[START]
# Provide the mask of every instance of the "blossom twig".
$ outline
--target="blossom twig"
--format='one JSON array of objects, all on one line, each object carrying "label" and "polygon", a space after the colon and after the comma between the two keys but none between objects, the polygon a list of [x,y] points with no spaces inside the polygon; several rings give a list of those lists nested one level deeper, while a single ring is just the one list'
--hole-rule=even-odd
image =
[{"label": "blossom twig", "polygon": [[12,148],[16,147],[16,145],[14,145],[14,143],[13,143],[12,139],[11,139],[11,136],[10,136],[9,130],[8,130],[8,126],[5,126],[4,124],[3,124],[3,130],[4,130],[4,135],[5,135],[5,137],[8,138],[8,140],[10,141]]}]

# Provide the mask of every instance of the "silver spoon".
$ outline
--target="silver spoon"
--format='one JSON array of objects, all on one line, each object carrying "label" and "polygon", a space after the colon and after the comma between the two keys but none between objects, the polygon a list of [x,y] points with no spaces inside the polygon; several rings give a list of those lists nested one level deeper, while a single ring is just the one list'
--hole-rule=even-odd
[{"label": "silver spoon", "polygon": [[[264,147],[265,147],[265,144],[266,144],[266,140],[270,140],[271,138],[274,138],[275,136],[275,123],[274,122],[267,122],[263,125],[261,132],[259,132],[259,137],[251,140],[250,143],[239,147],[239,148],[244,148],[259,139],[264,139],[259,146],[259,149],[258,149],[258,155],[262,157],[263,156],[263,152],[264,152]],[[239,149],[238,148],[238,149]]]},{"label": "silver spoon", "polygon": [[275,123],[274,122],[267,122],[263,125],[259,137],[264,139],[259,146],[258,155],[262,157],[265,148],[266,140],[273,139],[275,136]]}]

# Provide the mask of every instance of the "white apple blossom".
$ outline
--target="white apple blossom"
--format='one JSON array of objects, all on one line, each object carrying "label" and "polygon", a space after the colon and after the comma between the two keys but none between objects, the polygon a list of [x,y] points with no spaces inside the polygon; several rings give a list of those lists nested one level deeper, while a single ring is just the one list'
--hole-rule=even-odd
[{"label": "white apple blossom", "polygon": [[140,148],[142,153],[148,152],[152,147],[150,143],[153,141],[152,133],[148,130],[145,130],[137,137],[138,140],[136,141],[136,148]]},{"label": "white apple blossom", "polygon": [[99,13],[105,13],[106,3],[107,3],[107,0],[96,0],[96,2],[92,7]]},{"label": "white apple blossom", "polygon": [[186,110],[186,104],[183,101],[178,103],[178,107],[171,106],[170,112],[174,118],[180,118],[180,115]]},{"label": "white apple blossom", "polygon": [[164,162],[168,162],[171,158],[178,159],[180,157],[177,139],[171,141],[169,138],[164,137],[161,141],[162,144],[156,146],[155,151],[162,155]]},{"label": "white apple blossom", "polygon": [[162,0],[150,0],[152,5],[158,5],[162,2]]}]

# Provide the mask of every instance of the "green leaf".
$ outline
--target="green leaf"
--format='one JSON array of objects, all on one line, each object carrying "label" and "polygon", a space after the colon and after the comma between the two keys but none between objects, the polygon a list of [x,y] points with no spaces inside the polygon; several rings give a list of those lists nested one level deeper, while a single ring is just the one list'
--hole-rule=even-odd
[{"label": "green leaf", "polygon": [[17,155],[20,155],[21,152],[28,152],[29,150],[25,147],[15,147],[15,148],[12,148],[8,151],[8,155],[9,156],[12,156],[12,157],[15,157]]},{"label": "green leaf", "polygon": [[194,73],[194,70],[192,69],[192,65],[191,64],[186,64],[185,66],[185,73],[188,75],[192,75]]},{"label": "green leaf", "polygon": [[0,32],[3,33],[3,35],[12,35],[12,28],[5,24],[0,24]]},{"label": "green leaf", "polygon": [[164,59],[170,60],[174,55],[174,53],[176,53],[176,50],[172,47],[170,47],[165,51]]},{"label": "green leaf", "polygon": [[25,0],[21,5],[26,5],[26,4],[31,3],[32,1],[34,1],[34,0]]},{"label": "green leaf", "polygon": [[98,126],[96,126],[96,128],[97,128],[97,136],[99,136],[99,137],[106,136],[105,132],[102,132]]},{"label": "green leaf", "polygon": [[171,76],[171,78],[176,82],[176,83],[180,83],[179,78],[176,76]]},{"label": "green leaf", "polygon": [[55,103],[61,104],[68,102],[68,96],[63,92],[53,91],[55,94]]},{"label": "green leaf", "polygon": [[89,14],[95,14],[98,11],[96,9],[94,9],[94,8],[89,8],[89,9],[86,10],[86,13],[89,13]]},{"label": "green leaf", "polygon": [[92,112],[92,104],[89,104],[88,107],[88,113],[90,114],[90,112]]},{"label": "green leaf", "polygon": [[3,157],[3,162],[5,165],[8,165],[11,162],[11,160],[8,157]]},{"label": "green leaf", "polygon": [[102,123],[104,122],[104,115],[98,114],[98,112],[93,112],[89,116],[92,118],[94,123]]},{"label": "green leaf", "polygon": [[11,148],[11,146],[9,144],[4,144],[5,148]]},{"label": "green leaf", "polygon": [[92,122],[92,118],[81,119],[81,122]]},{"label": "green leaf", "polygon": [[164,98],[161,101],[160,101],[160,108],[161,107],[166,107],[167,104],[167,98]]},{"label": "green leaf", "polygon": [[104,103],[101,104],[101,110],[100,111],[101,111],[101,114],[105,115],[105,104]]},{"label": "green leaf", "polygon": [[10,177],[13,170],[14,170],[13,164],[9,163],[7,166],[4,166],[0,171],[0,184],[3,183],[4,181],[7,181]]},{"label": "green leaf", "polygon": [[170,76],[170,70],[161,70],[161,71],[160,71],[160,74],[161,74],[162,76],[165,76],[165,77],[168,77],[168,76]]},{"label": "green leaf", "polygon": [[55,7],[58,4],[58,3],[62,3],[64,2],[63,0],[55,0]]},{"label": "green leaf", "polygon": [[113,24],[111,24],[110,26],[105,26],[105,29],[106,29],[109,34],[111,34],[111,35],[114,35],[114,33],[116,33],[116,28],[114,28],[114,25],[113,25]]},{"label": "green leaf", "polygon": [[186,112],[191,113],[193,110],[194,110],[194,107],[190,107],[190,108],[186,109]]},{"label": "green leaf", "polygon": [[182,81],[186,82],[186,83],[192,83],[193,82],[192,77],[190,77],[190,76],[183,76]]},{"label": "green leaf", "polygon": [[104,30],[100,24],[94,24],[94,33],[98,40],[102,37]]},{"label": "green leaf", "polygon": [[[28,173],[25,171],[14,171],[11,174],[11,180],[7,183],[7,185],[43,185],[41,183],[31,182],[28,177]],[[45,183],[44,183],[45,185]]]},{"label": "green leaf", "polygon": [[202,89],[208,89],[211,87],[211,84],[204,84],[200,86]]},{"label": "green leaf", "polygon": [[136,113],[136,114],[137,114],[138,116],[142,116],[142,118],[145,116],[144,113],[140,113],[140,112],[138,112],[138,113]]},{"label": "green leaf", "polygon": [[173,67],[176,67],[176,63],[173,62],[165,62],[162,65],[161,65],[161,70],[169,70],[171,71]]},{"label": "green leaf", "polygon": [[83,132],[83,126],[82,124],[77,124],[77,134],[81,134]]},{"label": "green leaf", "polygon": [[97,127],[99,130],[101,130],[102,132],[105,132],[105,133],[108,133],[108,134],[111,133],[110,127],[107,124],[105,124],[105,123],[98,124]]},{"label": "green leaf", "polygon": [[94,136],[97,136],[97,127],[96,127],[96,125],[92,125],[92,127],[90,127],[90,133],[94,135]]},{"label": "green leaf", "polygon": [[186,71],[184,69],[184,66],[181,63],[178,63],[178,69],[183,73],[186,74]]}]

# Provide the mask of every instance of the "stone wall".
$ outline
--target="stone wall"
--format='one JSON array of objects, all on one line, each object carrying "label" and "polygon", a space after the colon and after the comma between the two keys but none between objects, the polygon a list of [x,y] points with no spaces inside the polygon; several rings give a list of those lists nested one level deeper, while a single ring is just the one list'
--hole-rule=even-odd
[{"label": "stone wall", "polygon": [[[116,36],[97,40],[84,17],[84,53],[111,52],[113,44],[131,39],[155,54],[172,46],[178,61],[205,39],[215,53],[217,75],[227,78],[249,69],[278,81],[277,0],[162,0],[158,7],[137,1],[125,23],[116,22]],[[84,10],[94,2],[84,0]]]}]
[END]
# Requirement
Which lines of the listing above contain the string "mask"? Pull out each such line and copy it in full, treating uppercase and lowercase letters as different.

# Final result
# Provide the mask of every instance of the "blossom twig".
# Provide the mask of every instance of the "silver spoon".
# Provide the mask of every instance of the "white apple blossom".
# Provide the mask of every instance of the "green leaf".
# Provide the mask of every instance of the "stone wall".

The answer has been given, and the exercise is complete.